---- DATA SUPPLIED
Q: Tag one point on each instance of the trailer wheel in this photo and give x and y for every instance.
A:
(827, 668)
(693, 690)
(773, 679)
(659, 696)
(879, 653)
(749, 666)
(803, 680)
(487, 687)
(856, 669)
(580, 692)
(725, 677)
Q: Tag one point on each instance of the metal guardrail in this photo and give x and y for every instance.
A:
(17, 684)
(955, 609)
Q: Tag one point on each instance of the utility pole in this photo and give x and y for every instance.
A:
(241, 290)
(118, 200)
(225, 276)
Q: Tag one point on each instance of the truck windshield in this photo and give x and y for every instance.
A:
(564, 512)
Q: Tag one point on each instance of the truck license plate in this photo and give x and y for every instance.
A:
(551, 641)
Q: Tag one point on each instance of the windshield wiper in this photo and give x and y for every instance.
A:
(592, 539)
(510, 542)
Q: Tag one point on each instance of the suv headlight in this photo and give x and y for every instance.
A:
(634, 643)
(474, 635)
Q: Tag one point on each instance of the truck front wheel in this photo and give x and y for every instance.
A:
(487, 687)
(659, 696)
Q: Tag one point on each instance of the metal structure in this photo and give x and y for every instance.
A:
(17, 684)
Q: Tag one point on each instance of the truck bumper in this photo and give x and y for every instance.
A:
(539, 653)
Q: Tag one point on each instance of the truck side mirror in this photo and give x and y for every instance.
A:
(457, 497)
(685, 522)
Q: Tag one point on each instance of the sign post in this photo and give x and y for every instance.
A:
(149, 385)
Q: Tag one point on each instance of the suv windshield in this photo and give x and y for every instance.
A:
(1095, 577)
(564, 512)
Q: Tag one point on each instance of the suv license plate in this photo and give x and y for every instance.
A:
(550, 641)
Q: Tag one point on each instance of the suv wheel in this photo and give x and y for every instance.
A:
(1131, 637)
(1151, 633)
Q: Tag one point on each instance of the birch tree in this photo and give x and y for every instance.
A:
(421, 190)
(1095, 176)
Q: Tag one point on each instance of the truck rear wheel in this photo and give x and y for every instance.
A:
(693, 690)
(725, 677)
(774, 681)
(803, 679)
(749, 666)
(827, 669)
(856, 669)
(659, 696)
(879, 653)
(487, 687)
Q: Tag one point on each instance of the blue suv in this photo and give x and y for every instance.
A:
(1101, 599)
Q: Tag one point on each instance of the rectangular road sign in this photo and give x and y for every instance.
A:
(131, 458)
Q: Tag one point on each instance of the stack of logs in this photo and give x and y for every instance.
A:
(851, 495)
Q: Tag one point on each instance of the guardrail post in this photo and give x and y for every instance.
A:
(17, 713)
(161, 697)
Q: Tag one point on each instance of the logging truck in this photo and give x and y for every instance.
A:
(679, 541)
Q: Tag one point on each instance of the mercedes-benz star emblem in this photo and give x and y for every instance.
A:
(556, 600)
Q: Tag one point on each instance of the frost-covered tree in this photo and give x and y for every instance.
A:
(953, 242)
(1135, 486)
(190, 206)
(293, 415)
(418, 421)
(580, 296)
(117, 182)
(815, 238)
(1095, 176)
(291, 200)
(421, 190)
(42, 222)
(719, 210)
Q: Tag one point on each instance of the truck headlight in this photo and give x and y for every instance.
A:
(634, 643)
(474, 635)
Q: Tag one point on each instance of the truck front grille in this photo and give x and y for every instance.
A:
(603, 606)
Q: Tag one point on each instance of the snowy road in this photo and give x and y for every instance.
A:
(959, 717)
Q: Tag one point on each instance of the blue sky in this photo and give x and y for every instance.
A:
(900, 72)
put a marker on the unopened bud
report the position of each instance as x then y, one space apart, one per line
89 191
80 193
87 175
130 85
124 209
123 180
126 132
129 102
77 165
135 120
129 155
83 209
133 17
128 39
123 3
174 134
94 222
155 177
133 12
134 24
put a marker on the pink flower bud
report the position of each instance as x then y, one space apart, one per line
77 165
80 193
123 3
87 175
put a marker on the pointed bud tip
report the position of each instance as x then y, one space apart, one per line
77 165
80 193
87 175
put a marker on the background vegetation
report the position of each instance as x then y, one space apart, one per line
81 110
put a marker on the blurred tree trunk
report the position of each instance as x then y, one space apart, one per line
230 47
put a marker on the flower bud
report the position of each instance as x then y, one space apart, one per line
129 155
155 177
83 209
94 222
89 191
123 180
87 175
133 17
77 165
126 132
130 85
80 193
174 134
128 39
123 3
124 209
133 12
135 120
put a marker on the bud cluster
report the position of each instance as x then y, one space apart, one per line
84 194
--------
GIVEN REQUEST → Can you quote exactly the lines from the one containing "truck front grille" through the last line of the records above, and nothing else?

SOLVED PROBLEM →
Q: Tag one point on each instance of the truck front grille in this photo and give x and y for every instance.
A:
(603, 606)
Q: Tag one point on each instance of the snowy road in this photo and give x and y for every instance.
A:
(959, 717)
Q: Tag one point on each instance of the blue sky in this photo and give x and y for every instance.
A:
(900, 72)
put a marker on the unopened bud
report the position of each instance as x then y, one space apart, one per line
89 191
80 193
87 175
130 85
124 209
123 180
126 132
129 102
77 165
135 120
129 155
83 209
133 17
128 39
123 3
174 134
94 222
155 177
133 12
134 24
put a marker on the pink flower bud
report the position of each instance as x then y, one space apart, one per line
77 165
80 193
123 3
87 175
put a marker on the pointed bud tip
report the position of each instance as x then y, one space apart, one per line
77 165
80 193
87 175
put a marker on the background vegetation
report the position of each instance as x then y, one space apart, one per line
81 110
put a marker on the blurred tree trunk
report the position of each instance as x then y, one space apart, one per line
230 47
put a marker on the flower bud
report the position of each instance as x then y, one space apart, one per line
129 155
155 177
83 209
94 222
89 191
123 180
87 175
133 17
77 165
126 132
130 85
80 193
174 134
128 39
123 3
124 209
133 12
135 120
put a marker on the bud cluster
report the position of each instance as x then y, one space apart, one per line
84 194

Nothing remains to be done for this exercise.